▶ [Directive]: Recast the stretch of data below that opens with the line containing "Definition first: for each instance of the concrete" and closes with the line containing "[[147, 145]]" as a JSON list of strings, one string per line, with both end lines included and any blank lines dropped.
___ Input records ___
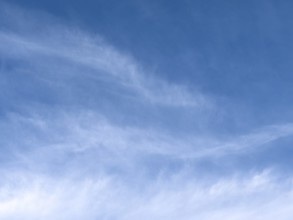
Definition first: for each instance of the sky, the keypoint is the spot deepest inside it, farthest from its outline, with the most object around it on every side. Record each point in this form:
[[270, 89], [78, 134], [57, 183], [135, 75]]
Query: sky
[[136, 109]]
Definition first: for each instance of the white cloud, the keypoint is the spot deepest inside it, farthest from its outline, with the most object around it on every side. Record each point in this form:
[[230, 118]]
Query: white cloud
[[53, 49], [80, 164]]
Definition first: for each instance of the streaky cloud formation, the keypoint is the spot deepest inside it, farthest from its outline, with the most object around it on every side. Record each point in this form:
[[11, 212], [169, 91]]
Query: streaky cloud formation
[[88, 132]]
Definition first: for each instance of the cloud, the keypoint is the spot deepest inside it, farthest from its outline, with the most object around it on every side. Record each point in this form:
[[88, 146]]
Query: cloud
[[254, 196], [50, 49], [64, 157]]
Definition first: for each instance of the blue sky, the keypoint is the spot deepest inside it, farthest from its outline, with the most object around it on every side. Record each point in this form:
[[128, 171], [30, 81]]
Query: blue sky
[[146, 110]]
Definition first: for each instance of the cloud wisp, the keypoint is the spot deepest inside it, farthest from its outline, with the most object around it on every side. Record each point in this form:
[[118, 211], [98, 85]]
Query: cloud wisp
___
___ Input records ___
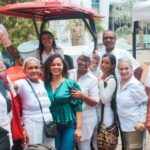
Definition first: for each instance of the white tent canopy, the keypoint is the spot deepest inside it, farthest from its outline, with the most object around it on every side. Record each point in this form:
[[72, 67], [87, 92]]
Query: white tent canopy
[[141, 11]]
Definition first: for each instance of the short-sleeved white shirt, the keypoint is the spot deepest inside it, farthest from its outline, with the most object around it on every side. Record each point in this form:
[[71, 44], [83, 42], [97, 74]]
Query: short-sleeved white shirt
___
___ Input records ___
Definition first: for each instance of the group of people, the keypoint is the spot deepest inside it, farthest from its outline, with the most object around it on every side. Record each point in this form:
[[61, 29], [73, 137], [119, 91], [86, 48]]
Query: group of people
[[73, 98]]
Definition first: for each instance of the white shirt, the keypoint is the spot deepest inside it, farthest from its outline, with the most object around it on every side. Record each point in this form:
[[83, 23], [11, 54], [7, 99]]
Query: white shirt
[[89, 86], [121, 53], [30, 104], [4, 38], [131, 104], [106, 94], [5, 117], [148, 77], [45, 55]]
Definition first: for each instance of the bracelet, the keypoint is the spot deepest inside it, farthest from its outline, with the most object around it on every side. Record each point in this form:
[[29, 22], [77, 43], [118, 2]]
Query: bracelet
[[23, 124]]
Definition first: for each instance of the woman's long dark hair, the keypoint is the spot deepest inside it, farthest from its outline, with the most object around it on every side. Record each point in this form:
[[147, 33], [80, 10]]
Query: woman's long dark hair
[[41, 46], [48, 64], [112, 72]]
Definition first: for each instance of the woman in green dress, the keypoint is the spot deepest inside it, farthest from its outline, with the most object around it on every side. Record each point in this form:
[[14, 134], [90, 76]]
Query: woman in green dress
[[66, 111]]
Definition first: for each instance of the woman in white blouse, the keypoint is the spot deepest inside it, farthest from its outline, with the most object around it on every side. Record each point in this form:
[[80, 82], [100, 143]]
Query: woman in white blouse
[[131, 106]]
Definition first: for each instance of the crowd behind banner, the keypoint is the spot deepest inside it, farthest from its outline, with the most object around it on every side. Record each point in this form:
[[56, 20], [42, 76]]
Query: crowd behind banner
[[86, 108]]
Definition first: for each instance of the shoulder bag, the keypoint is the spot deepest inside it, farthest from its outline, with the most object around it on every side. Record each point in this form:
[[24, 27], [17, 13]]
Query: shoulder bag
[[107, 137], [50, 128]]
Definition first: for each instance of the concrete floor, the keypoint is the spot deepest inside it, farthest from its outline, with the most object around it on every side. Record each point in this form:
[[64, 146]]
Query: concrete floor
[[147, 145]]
___
▶ [Written reply]:
[
  "Definition first: for each instance of the concrete floor, the keypoint is the spot deepest inside it, farthest from its outline, with the most object around it on every side. Record each point in this form:",
  "[[64, 146]]",
  "Query: concrete floor",
  "[[147, 145]]"
]